WORK TO BE COMPLETED:
Starting with the line that contains "Target: green leaves in bouquet" and stopping after the line that contains "Target: grey jacket", return each line below exactly as written, with no others.

GIVEN RECORDS:
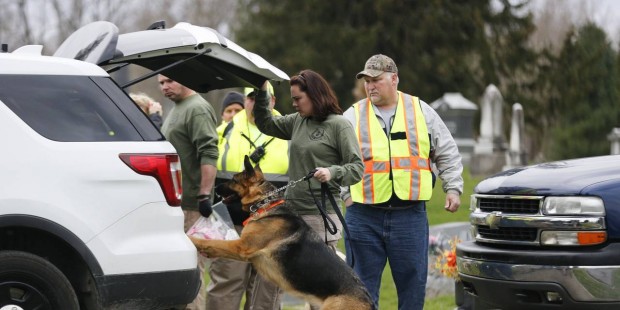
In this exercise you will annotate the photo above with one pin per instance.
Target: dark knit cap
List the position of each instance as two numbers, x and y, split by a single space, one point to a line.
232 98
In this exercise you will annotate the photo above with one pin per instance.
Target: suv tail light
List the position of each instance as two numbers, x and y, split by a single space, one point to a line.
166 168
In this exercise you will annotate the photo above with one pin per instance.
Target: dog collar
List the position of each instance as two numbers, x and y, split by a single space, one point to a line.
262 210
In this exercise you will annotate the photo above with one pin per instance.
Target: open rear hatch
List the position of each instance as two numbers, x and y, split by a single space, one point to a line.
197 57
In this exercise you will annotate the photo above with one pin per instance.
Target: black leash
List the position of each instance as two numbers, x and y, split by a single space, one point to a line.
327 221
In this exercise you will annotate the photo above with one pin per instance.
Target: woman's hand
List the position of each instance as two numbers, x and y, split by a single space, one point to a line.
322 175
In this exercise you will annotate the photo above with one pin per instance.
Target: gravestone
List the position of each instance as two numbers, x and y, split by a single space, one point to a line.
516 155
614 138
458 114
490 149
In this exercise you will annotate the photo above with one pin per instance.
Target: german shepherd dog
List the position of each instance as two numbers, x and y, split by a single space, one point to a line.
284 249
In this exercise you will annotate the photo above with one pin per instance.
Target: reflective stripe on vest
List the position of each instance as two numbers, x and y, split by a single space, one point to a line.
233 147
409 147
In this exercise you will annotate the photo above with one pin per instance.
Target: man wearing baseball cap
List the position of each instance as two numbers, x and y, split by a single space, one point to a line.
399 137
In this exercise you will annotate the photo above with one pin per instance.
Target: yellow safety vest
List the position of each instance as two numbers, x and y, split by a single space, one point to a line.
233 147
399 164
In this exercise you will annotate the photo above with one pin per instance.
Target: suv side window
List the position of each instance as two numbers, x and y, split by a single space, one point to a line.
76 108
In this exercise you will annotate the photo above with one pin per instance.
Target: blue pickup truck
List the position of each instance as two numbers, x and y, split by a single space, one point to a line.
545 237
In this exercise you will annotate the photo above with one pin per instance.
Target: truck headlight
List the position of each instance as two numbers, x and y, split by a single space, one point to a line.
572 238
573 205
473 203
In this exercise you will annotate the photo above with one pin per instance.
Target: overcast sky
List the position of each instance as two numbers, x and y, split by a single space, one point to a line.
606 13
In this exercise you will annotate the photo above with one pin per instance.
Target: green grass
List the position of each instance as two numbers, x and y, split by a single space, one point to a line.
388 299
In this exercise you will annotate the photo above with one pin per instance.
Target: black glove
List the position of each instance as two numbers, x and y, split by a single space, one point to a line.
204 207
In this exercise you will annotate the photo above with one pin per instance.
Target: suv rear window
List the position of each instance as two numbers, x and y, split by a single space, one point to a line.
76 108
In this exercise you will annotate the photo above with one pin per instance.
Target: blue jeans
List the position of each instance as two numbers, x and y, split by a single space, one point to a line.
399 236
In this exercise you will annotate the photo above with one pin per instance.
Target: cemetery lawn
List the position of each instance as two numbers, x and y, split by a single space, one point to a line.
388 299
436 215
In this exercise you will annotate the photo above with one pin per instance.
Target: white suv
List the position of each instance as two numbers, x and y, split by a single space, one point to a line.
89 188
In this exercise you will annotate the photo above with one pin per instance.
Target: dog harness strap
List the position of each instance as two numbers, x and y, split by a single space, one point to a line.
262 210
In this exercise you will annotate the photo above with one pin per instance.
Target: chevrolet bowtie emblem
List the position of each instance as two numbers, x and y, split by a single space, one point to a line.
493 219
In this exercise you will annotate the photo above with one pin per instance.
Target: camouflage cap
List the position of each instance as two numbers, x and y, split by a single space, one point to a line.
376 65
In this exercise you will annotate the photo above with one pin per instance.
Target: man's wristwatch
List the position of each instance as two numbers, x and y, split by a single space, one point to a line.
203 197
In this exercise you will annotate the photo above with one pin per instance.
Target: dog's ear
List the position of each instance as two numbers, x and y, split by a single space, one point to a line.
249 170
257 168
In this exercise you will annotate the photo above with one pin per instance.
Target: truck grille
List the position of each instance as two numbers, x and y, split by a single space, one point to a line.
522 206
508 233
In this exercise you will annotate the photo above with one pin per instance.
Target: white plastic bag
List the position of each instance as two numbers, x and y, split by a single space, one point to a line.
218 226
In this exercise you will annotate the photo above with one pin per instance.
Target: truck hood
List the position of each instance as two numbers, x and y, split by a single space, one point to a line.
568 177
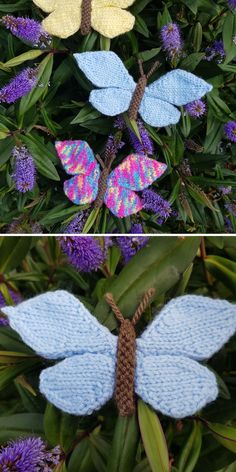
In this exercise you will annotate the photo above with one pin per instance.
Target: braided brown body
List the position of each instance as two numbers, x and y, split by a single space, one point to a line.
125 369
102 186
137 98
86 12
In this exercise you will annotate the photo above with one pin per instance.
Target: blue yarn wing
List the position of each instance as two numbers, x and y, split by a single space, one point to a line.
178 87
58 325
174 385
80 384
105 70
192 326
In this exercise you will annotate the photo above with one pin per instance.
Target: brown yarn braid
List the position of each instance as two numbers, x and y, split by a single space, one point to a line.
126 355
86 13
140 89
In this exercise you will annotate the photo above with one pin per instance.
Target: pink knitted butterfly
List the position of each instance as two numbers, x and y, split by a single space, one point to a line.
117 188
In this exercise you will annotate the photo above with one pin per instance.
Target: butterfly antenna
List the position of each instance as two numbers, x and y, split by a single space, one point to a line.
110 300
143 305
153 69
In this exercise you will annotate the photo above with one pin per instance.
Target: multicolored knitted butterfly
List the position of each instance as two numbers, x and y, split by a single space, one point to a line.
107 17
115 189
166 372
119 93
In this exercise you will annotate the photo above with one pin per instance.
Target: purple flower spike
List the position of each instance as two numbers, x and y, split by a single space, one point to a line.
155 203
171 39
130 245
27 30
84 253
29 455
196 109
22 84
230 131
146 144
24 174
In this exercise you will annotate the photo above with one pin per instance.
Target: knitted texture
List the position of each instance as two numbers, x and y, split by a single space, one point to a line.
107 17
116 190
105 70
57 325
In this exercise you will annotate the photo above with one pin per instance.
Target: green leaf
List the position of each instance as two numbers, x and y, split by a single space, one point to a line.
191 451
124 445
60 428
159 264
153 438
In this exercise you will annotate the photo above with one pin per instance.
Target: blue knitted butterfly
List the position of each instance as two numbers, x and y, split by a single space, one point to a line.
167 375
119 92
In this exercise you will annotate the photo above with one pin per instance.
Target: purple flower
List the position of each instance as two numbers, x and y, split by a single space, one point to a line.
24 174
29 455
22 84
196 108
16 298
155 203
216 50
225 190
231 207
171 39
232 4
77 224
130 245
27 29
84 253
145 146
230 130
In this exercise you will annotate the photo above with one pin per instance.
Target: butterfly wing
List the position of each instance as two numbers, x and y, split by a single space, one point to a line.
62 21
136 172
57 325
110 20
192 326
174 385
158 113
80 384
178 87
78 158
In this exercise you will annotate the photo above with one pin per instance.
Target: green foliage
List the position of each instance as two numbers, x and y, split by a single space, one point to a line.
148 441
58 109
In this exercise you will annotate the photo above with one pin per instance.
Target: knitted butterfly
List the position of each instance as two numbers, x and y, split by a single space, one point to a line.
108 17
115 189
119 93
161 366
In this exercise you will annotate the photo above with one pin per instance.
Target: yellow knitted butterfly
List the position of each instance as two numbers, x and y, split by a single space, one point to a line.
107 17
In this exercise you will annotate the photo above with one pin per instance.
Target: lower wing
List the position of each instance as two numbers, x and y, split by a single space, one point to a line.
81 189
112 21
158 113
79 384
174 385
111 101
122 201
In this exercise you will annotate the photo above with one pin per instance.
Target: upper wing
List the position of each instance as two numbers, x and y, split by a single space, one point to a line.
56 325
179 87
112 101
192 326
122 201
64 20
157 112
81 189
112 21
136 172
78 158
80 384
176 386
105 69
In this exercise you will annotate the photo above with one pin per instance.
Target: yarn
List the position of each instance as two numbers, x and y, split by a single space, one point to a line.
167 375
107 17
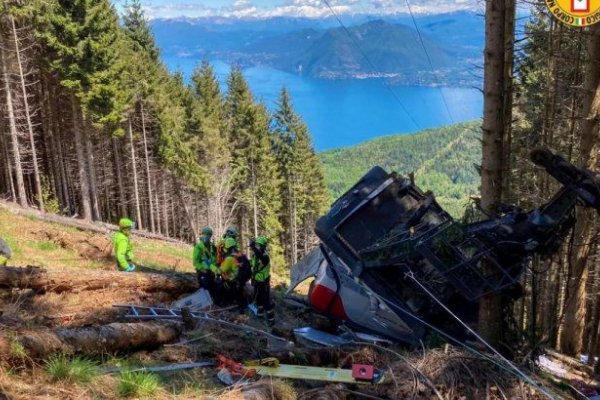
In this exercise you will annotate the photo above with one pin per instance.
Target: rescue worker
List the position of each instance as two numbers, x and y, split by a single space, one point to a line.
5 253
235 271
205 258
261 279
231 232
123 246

* * *

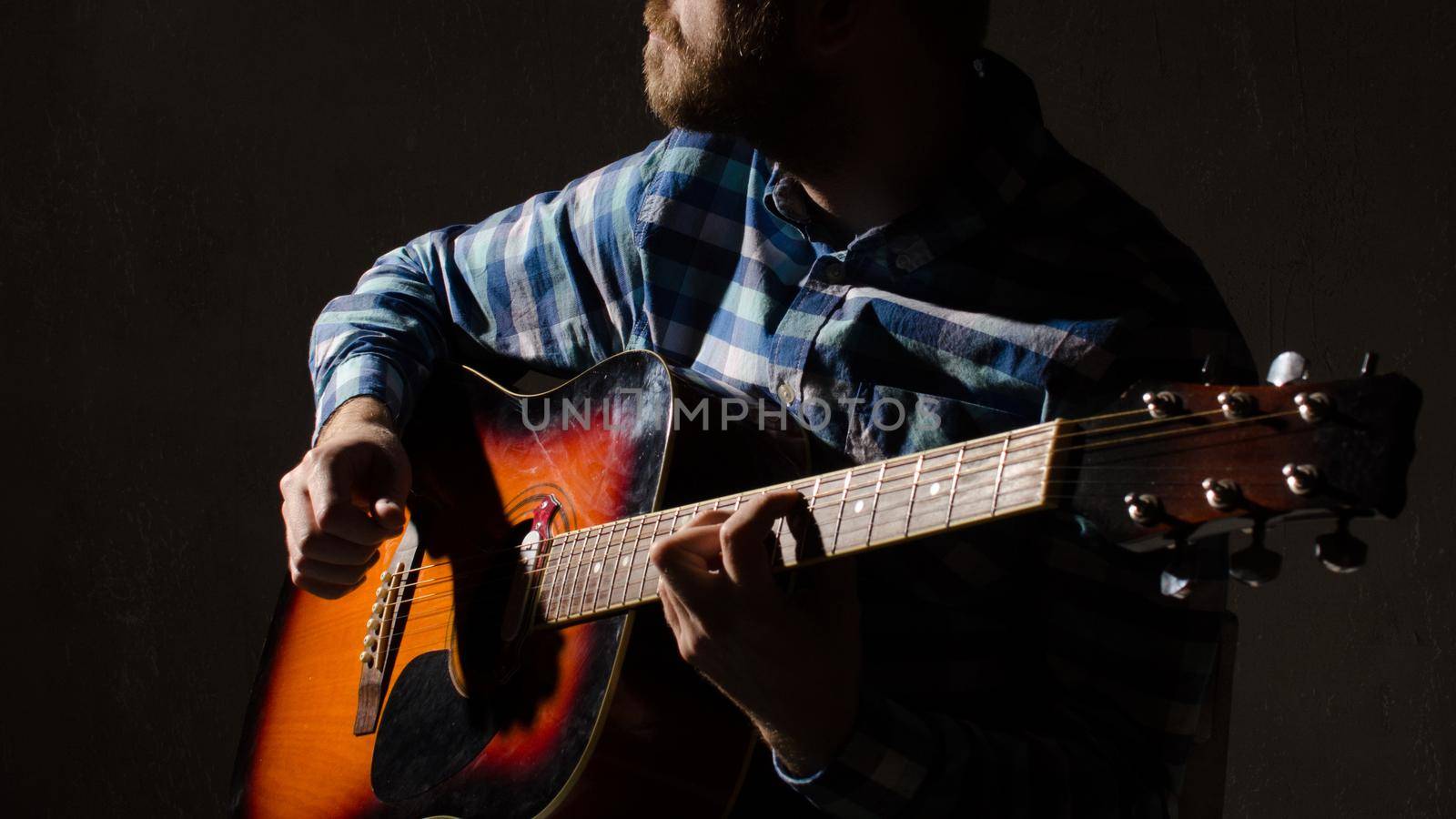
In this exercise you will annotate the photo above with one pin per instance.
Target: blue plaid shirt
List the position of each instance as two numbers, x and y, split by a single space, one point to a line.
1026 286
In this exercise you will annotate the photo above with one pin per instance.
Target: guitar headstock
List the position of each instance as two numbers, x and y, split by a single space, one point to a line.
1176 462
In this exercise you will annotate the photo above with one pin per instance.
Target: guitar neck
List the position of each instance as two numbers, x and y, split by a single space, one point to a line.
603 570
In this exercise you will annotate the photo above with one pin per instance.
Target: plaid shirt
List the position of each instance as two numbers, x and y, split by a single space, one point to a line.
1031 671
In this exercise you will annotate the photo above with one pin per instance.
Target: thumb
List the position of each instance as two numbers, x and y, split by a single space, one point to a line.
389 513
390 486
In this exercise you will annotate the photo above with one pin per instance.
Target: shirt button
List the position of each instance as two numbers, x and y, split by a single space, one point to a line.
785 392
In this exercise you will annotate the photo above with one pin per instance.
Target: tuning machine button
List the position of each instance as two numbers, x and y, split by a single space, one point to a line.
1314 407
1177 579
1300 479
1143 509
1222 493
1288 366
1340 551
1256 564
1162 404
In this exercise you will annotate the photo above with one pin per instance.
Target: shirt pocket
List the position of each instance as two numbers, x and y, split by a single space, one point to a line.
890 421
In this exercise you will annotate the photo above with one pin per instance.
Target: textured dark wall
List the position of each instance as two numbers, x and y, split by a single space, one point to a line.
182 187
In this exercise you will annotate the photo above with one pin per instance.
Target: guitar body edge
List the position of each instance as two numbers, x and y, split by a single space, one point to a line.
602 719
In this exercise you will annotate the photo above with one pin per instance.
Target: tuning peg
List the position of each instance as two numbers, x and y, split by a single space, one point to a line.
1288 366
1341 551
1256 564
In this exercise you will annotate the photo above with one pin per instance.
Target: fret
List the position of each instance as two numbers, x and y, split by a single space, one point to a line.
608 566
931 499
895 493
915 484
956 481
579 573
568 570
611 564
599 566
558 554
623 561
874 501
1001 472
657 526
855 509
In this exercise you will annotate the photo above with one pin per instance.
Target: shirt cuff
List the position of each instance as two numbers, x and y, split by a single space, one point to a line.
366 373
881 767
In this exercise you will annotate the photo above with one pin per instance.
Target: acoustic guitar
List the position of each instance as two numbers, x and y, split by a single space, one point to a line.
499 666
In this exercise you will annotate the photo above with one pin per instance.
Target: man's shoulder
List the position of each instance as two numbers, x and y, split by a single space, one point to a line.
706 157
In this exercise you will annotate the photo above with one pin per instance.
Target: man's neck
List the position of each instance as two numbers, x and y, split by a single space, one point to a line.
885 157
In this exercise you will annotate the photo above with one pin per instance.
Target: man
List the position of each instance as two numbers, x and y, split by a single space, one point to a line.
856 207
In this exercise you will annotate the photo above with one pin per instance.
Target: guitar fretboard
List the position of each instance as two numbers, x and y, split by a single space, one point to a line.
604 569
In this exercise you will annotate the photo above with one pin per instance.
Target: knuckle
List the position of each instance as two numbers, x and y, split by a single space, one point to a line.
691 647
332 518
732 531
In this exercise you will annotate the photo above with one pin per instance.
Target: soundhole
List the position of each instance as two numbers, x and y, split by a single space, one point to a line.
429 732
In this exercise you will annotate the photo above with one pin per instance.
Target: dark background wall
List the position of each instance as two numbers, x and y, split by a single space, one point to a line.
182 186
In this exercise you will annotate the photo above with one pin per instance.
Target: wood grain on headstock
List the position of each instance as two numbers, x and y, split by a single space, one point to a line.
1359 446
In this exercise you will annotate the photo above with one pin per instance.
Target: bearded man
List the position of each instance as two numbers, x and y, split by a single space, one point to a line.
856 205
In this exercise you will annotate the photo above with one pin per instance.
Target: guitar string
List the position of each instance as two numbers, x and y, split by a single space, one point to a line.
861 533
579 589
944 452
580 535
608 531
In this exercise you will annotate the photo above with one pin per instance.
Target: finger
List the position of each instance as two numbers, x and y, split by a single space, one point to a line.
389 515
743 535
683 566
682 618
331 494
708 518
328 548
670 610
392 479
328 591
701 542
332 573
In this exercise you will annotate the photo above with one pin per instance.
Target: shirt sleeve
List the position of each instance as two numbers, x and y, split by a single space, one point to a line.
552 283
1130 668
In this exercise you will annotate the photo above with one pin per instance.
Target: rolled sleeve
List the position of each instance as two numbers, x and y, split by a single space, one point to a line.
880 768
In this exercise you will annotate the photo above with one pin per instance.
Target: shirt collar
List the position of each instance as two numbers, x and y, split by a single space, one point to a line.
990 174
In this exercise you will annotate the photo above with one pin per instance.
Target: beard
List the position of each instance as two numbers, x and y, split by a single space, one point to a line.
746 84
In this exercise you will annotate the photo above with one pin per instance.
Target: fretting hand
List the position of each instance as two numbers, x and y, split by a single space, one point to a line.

--

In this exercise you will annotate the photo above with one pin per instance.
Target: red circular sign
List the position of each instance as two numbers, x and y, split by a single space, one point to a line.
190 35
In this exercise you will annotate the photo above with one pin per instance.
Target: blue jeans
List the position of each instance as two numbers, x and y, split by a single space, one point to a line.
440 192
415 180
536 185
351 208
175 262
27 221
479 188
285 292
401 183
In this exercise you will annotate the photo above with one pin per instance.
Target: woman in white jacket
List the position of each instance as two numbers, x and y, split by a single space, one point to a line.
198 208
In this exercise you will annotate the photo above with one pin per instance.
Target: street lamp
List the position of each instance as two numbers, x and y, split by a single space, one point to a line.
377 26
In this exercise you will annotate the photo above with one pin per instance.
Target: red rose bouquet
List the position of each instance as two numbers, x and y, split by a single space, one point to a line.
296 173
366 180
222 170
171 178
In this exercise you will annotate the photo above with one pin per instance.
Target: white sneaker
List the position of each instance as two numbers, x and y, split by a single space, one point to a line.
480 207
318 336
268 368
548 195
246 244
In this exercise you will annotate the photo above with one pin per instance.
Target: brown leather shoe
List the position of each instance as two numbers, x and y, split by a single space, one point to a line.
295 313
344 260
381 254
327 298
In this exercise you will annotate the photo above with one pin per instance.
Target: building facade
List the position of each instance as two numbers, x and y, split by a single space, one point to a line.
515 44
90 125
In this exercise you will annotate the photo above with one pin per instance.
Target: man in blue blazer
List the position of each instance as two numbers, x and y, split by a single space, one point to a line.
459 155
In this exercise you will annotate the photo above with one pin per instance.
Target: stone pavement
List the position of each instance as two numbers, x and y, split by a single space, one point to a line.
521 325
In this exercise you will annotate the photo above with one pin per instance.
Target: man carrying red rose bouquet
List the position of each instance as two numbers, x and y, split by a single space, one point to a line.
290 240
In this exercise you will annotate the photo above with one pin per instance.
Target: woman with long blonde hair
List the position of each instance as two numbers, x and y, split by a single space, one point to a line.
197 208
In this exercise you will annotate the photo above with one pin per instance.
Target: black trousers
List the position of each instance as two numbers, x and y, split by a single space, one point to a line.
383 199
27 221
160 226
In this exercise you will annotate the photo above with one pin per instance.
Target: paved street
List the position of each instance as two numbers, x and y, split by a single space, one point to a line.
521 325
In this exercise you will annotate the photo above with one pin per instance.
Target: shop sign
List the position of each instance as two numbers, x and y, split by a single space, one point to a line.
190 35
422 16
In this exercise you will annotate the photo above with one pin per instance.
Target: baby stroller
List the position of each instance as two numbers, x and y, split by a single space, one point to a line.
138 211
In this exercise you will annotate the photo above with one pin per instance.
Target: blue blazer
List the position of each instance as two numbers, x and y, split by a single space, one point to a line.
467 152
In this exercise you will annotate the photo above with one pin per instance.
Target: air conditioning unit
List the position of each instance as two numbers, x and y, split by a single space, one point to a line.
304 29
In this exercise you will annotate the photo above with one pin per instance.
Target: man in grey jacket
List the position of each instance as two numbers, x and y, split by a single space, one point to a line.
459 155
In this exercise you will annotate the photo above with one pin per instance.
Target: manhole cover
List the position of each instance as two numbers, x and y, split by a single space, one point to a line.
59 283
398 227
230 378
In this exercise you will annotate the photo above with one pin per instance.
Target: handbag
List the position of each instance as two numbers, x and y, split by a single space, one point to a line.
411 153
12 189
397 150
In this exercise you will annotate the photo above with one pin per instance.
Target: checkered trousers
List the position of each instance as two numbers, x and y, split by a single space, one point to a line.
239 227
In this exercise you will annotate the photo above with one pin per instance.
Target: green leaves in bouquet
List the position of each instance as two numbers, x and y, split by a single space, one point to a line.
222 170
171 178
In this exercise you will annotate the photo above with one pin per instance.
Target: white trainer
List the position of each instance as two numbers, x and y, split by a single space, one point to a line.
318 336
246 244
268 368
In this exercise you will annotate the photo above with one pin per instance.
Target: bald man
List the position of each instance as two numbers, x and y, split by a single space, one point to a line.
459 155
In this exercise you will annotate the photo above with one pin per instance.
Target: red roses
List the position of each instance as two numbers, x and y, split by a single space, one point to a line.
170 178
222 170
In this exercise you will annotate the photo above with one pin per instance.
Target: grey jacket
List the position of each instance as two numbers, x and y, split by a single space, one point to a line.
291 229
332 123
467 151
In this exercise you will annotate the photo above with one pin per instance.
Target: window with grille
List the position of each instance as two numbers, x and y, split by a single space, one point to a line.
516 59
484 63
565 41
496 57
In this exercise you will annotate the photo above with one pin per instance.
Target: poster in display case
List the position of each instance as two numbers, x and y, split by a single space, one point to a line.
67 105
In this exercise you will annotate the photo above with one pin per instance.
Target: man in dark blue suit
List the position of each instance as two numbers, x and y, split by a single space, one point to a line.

ANSWER FOR THIS EXERCISE:
Target: green leaves in bouquet
List the position of each instance as two numbers, x and y, split by a single space, one point to a line.
222 170
171 178
In this exercise you will annotate the photo above with one pin per instance.
Target: white trainer
List the position of each instance as two numbers, x and y, split by a single space, one point to a line.
318 336
246 244
268 368
In this exercise you will annotate the photo above with one pin per instance.
Target: bald man
List the position of each instance as two numbers, x and y, split by a single space, one point to a line.
459 155
In this exercise you will annotate the photo above with one pin per instance.
Target: red roses
List the position of each instance as two numbers, x and y, split by a single space, one point to a line.
170 178
222 170
In this exercise you will annotate the photo above with one pin per instance.
Target: grey jacket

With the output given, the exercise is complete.